> [DIRECTION]
Copy the items below word for word, starting at the first line and ending with the line that contains "[(25, 577), (427, 546)]". Include both of those lines.
-- start PROVIDED RECORDS --
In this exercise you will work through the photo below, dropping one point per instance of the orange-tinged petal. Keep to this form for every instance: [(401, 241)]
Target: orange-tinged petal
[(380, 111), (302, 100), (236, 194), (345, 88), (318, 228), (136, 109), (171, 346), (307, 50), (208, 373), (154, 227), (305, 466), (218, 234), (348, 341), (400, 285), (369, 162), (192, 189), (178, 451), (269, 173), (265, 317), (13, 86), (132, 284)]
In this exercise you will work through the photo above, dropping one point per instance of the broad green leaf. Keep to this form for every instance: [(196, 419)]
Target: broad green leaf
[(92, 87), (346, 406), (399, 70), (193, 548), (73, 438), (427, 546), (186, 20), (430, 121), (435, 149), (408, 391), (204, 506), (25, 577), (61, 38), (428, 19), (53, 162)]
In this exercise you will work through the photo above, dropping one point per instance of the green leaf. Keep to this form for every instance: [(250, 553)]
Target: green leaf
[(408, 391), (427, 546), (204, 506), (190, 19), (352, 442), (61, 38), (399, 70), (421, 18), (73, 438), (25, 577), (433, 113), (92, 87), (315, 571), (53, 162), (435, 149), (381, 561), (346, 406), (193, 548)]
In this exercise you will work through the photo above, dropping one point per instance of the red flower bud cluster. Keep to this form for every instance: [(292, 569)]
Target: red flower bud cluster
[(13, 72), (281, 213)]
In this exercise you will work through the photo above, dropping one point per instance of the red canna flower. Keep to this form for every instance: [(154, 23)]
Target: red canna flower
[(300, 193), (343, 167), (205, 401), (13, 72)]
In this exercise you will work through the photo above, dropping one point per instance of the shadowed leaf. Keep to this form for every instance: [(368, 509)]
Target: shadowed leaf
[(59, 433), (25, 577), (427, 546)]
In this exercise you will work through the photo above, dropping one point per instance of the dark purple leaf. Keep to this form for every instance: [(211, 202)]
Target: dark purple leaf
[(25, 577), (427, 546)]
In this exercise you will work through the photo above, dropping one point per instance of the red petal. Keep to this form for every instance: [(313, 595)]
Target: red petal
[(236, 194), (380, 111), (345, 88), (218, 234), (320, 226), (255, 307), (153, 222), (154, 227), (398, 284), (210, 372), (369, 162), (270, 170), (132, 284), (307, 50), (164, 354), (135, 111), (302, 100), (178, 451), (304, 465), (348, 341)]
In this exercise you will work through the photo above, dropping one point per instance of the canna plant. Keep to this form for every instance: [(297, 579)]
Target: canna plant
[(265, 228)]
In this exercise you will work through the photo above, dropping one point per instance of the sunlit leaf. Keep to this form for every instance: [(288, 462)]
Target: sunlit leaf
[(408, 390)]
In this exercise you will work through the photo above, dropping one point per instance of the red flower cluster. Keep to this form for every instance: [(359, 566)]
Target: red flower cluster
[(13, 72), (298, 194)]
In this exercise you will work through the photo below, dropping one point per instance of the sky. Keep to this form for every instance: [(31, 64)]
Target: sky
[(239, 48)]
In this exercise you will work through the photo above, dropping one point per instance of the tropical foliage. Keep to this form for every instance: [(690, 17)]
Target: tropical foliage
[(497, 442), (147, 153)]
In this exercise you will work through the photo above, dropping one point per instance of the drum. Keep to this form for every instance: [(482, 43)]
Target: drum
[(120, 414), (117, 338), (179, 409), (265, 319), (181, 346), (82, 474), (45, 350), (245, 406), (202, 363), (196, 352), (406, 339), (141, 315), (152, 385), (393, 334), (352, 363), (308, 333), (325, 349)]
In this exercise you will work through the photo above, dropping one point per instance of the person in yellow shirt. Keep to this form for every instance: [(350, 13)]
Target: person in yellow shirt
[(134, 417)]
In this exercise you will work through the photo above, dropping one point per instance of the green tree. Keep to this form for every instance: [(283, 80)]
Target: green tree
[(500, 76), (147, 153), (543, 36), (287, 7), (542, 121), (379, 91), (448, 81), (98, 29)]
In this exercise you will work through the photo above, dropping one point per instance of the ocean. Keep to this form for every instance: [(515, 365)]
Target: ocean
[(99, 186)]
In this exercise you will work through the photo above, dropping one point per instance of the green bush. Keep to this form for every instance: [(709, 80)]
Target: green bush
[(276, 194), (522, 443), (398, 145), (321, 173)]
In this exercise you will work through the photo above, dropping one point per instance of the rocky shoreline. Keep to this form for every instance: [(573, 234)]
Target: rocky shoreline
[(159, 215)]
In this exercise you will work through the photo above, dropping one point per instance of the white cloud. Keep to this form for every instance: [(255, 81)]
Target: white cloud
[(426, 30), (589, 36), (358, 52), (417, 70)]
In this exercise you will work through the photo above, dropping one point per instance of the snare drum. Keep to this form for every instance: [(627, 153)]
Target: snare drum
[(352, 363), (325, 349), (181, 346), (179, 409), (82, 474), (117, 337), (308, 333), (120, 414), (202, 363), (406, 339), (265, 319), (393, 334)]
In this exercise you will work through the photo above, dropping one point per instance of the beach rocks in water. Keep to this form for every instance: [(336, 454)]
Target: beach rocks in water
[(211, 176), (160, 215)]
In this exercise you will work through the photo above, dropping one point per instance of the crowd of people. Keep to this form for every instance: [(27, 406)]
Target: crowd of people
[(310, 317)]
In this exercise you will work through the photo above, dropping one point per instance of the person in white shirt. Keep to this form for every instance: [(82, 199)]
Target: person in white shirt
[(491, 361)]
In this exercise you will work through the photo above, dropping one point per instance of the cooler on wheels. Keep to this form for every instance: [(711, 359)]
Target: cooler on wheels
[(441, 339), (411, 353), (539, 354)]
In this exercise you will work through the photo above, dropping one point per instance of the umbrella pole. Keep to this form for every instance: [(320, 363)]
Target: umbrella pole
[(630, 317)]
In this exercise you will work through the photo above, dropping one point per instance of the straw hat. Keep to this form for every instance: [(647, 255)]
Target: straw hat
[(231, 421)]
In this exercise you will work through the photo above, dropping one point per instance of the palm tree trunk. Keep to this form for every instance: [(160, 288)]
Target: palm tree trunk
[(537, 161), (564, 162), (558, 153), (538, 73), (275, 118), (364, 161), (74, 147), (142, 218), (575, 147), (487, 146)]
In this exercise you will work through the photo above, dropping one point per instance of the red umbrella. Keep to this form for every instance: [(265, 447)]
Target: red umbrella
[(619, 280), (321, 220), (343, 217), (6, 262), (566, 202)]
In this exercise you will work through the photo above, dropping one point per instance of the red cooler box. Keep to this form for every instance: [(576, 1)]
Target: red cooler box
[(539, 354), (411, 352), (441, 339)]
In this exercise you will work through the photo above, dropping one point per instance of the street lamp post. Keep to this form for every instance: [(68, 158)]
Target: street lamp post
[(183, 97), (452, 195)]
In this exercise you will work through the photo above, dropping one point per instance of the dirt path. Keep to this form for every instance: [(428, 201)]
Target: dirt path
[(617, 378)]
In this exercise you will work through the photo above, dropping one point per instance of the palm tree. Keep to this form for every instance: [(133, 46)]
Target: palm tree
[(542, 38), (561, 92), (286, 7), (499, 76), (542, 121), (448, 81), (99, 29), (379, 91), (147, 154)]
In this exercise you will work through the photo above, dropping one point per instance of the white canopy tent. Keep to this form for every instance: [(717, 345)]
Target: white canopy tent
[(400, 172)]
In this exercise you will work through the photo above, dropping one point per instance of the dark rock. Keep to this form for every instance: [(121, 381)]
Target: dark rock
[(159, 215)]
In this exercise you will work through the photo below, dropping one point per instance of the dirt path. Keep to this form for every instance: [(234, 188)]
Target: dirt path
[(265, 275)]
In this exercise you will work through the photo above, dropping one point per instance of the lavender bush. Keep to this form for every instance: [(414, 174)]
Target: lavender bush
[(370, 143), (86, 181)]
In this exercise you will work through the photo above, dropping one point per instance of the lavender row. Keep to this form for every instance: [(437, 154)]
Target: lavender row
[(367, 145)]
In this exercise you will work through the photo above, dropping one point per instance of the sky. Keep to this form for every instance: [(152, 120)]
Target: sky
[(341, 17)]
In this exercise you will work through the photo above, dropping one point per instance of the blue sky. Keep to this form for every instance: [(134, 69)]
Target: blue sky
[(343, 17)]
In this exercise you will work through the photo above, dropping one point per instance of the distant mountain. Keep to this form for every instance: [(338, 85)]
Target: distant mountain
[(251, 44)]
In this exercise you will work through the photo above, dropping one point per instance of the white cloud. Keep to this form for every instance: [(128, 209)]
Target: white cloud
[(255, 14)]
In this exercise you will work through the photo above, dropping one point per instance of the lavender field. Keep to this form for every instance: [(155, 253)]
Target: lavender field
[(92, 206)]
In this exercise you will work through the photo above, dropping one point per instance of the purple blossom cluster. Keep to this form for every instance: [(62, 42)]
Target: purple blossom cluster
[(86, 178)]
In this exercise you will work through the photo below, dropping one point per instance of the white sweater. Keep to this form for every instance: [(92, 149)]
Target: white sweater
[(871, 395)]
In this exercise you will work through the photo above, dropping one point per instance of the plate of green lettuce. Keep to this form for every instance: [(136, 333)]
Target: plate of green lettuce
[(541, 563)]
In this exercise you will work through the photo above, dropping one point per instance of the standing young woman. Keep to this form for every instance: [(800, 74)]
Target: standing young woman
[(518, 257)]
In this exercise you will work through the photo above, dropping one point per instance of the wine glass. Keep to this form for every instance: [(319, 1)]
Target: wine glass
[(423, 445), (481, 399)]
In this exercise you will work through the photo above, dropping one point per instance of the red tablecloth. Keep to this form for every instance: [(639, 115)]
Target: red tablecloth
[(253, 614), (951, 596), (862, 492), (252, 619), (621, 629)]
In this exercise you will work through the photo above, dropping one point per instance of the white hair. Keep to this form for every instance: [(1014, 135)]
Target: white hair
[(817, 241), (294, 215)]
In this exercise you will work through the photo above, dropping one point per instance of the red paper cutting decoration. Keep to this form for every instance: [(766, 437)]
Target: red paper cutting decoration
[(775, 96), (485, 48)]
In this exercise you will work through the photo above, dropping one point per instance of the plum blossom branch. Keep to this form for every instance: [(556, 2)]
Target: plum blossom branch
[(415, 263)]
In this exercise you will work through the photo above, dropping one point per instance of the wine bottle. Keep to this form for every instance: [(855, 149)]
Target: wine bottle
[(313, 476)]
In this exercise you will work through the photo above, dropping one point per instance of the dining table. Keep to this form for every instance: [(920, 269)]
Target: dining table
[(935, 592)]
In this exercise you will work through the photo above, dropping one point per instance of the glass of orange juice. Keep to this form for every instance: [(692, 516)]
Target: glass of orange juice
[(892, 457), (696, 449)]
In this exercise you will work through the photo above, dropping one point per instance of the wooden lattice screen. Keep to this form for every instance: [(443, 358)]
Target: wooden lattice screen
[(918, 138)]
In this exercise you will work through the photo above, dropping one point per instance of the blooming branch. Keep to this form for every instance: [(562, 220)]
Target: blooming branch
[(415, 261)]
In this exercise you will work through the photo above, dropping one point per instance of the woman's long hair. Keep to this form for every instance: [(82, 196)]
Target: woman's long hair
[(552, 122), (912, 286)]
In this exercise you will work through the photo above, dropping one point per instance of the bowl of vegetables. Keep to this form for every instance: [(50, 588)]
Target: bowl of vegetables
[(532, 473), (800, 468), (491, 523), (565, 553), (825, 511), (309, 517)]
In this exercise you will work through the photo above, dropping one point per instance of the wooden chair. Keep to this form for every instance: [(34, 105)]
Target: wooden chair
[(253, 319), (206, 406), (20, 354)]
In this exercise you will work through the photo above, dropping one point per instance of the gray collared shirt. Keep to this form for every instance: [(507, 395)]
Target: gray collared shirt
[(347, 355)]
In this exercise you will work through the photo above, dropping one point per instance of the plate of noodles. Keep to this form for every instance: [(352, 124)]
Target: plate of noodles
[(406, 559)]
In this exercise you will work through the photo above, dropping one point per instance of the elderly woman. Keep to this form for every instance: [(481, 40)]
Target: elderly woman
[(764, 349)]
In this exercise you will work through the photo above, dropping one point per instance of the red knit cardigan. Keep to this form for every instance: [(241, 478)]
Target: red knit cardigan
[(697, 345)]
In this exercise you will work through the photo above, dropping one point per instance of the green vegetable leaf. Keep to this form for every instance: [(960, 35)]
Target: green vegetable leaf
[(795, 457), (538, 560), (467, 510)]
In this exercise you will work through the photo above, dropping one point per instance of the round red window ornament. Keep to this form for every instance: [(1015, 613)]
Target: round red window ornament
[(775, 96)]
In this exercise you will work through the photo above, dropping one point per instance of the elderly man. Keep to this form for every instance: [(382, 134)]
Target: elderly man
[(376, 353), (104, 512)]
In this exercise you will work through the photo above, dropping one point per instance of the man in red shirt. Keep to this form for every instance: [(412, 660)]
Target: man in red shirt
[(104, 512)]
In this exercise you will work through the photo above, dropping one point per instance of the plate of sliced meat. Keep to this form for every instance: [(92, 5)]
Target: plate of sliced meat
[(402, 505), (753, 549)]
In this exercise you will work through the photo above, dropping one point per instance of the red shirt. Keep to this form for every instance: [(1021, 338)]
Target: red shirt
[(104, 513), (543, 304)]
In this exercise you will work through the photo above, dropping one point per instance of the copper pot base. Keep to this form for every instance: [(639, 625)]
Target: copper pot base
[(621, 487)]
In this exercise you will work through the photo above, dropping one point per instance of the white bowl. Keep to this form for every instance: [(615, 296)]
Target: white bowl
-- end PROVIDED RECORDS --
> [COMPLETE RESPONSE]
In this exercise you will work through the photo below, dropping one point per instance of the orange-tinged petal. Keep to this form for every instance: [(401, 241)]
Target: orange-tinged petal
[(380, 111), (302, 100), (236, 194), (345, 88), (318, 228), (136, 109), (171, 346), (307, 50), (208, 373), (154, 227), (305, 466), (218, 234), (348, 341), (400, 285), (369, 162), (192, 189), (178, 451), (269, 173), (265, 317), (13, 86), (132, 284)]
In this exercise you will work through the photo above, dropping one point per instance of the broad green leaf. Keep to this form for every instance: [(196, 419)]
Target: broad green leaf
[(92, 87), (346, 406), (399, 70), (193, 548), (73, 438), (427, 546), (186, 20), (430, 121), (435, 149), (408, 391), (204, 506), (25, 577), (61, 38), (428, 19), (53, 162)]
In this exercise you will work through the photo above, dropping one point per instance of the green leaf. Keep to this form for every instance: [(250, 553)]
Target: green leaf
[(408, 391), (427, 546), (204, 506), (190, 19), (352, 442), (61, 38), (399, 70), (421, 18), (73, 438), (25, 577), (433, 113), (92, 87), (315, 571), (53, 162), (435, 149), (381, 561), (346, 406), (193, 548)]
In this exercise you will work through the photo above, dropping one point per instance of the red flower bud cluster. Keep to this form for every instance: [(292, 569)]
Target: red flower bud cluster
[(13, 72), (281, 213)]
In this exercise you will work through the photo above, dropping one point per instance of the red canna flower. Keep to this form for every instance: [(154, 23)]
Target: red canna flower
[(300, 193), (343, 167), (205, 401), (13, 72)]
In this exercise you will work through the photo above, dropping one point per instance of the shadowed leaf. Keep to this form for every instance: [(368, 509)]
Target: shadowed leaf
[(59, 433), (25, 577), (427, 546)]
In this exercise you will work through the photo above, dropping one point per instance of the dark purple leaf. Keep to this form for every instance: [(211, 202)]
Target: dark purple leaf
[(25, 577), (427, 546)]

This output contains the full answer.